(Image-grounded pointing data)

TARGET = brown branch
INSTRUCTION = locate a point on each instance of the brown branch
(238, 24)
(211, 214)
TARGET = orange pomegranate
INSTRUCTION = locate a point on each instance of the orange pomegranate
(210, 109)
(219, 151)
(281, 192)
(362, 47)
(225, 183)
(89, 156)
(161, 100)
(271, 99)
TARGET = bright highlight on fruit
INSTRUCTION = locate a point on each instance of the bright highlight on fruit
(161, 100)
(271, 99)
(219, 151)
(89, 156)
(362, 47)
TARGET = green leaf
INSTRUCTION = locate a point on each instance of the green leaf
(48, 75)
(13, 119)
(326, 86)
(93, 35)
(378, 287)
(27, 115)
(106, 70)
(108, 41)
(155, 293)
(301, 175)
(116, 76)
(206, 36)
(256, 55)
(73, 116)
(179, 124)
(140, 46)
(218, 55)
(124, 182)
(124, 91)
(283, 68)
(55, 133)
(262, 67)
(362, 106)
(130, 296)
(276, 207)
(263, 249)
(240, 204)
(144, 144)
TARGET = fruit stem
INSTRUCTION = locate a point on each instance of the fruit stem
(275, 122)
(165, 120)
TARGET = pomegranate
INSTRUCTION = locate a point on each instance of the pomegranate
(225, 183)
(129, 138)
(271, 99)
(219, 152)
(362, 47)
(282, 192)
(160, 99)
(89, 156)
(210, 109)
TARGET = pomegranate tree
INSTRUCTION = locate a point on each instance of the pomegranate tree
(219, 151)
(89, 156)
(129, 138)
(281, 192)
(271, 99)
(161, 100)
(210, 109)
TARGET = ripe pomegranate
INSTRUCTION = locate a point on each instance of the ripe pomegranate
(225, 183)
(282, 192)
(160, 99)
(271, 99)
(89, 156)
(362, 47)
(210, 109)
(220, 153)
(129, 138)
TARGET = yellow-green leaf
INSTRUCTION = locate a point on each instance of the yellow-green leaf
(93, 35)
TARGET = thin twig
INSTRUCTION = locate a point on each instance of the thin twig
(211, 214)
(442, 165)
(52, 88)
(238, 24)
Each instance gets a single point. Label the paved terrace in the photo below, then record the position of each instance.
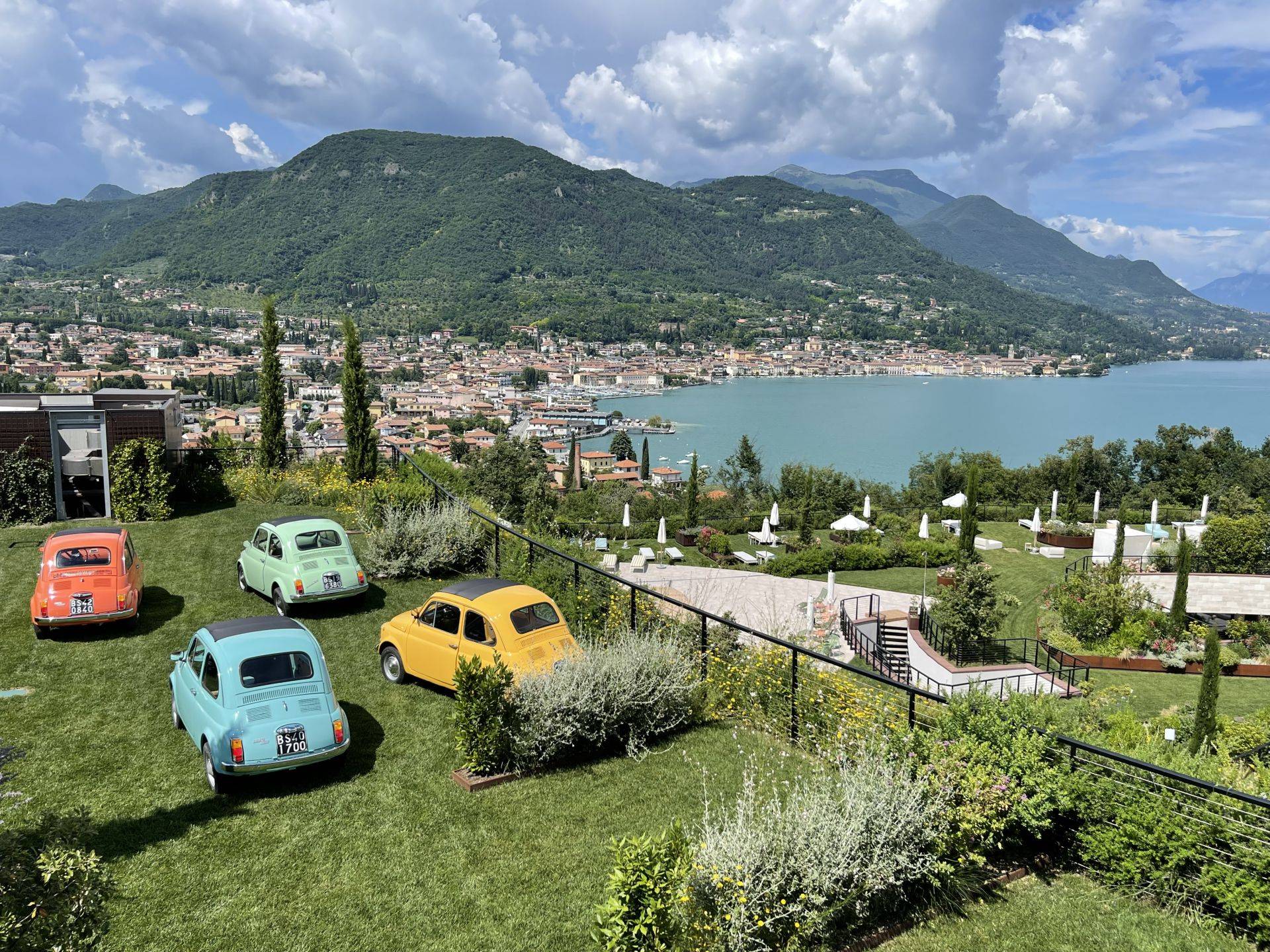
(1210, 593)
(765, 602)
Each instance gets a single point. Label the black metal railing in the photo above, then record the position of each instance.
(1015, 651)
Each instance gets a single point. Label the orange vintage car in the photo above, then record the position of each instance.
(474, 619)
(87, 576)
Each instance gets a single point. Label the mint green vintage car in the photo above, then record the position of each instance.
(300, 559)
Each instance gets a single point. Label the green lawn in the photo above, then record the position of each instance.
(1066, 914)
(1154, 692)
(380, 852)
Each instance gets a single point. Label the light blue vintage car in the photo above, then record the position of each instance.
(299, 559)
(254, 696)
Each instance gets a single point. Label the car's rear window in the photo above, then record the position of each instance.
(318, 539)
(81, 556)
(276, 669)
(536, 616)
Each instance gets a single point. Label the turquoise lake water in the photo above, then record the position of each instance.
(875, 427)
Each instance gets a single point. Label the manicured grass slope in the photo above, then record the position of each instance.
(381, 852)
(1067, 914)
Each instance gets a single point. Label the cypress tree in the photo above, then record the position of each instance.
(1177, 611)
(1209, 686)
(361, 459)
(690, 503)
(273, 448)
(969, 517)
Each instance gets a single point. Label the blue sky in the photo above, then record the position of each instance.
(1137, 127)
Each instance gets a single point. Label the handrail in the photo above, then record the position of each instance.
(912, 690)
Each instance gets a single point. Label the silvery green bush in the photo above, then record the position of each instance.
(419, 541)
(792, 862)
(622, 691)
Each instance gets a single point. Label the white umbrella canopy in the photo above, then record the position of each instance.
(849, 524)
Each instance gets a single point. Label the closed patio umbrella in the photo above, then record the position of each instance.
(923, 531)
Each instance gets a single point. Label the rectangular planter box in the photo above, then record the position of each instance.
(1151, 664)
(473, 782)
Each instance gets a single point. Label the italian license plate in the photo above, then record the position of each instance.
(291, 740)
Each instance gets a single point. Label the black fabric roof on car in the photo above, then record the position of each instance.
(476, 588)
(285, 520)
(245, 626)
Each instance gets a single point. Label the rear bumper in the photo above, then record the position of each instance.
(287, 763)
(84, 619)
(328, 596)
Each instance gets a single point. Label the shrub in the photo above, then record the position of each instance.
(26, 487)
(1235, 545)
(140, 481)
(484, 716)
(621, 692)
(807, 859)
(417, 542)
(1095, 603)
(52, 887)
(639, 912)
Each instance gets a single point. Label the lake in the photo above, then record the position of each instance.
(875, 427)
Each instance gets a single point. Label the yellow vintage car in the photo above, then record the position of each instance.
(479, 617)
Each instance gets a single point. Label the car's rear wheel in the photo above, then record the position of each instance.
(390, 663)
(219, 782)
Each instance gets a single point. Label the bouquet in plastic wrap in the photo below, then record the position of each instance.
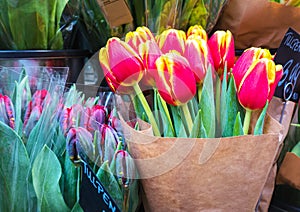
(43, 128)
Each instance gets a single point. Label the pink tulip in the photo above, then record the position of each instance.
(198, 54)
(140, 35)
(7, 112)
(198, 31)
(120, 63)
(176, 82)
(172, 40)
(149, 52)
(79, 144)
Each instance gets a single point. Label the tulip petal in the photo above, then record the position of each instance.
(254, 89)
(176, 83)
(172, 39)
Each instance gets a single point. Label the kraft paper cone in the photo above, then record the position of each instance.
(289, 172)
(258, 23)
(182, 174)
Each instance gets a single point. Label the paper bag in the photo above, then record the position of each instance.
(258, 23)
(196, 174)
(283, 113)
(289, 172)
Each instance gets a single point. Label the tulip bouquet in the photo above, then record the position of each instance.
(199, 89)
(198, 99)
(43, 130)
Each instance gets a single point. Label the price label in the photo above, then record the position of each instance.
(288, 55)
(93, 196)
(116, 12)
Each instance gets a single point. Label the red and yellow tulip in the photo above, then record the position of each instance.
(198, 31)
(172, 39)
(176, 82)
(198, 54)
(256, 77)
(140, 35)
(120, 63)
(221, 44)
(245, 61)
(149, 52)
(258, 84)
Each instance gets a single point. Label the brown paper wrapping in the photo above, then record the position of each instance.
(289, 172)
(258, 23)
(275, 110)
(196, 174)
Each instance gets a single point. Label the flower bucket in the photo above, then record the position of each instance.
(188, 174)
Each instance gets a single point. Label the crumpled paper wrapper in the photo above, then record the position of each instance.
(258, 23)
(196, 174)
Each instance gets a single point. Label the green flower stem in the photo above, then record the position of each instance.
(247, 121)
(188, 117)
(199, 86)
(147, 109)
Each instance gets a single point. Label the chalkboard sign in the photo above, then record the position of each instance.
(93, 196)
(288, 55)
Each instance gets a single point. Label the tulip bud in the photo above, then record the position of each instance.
(93, 117)
(34, 117)
(79, 143)
(198, 31)
(140, 35)
(7, 112)
(221, 44)
(176, 82)
(149, 52)
(246, 60)
(198, 54)
(120, 63)
(258, 83)
(171, 39)
(34, 110)
(124, 168)
(69, 116)
(107, 142)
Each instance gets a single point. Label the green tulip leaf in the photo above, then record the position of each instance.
(296, 149)
(178, 125)
(41, 25)
(258, 129)
(223, 102)
(232, 108)
(45, 129)
(196, 130)
(168, 129)
(14, 171)
(70, 177)
(110, 183)
(46, 173)
(77, 208)
(238, 126)
(207, 105)
(203, 133)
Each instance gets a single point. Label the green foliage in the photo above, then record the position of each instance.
(46, 172)
(39, 28)
(207, 105)
(14, 172)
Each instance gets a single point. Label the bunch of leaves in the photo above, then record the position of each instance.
(39, 28)
(36, 171)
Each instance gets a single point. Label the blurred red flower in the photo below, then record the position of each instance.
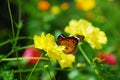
(33, 53)
(108, 58)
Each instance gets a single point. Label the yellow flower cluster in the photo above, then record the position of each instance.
(55, 52)
(93, 35)
(85, 4)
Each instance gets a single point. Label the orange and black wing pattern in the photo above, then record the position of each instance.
(70, 43)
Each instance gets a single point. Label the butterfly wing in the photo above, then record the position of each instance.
(69, 43)
(81, 37)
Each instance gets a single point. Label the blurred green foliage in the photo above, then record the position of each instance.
(105, 15)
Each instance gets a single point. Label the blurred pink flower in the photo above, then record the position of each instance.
(33, 53)
(108, 58)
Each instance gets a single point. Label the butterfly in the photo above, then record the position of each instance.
(70, 43)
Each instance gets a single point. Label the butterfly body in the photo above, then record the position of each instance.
(70, 43)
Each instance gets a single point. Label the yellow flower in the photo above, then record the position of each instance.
(55, 52)
(55, 10)
(93, 35)
(85, 4)
(66, 60)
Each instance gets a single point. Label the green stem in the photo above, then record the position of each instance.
(24, 58)
(49, 74)
(11, 19)
(34, 68)
(86, 57)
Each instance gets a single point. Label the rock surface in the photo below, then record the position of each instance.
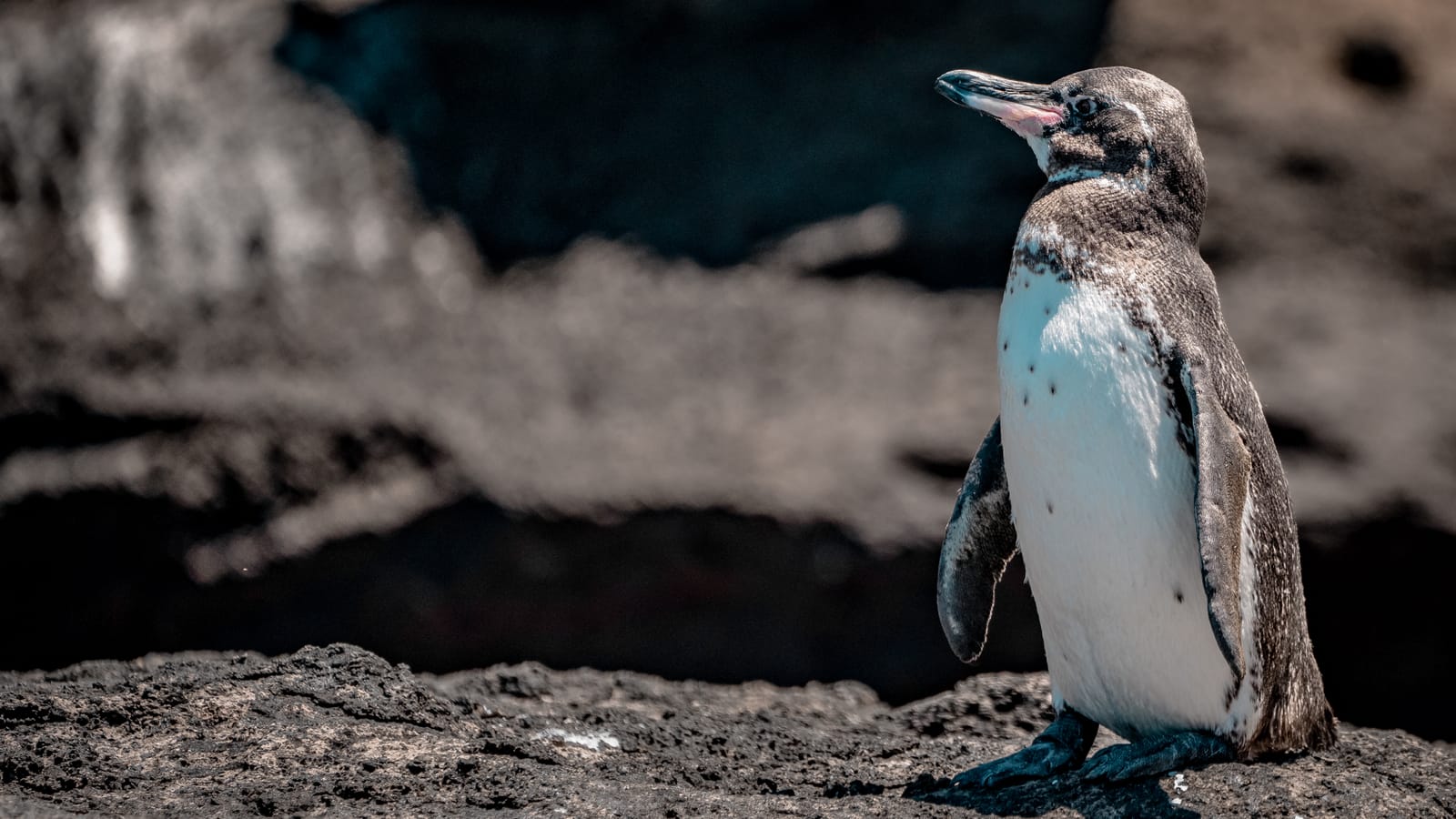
(255, 392)
(339, 727)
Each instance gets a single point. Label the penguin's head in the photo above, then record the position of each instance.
(1120, 126)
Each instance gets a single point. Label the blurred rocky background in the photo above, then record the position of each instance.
(657, 336)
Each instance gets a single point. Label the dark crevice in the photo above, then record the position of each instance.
(1376, 65)
(1293, 438)
(62, 421)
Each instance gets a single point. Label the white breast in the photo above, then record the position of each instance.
(1103, 499)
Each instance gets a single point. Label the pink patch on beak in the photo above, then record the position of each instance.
(1026, 120)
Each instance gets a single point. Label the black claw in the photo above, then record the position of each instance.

ABOUT THIS TASK: Reproduce each line, exactly as it appears, from the one that contains "Each instance gets a single point. Label the blurred rocky" through the last line of the records. Add no other lines.

EXPECTED ANSWER:
Each instance gets a single point. Label the blurred rocky background in the photo above, then record the position of each instance.
(657, 336)
Each instance gets a single point. Label the dark crevice in the photo above, then record the position of each instance.
(1376, 65)
(1293, 438)
(62, 421)
Each instance gets a single point. Label the white breast in the photo above, then record the position of each instance.
(1103, 499)
Each instance gets a single point. Label the pink patch on beak in the photo above, then record the position of each instance.
(1026, 120)
Each instance gets a single point. Label the black claw in the photo above, then record the position of each instance.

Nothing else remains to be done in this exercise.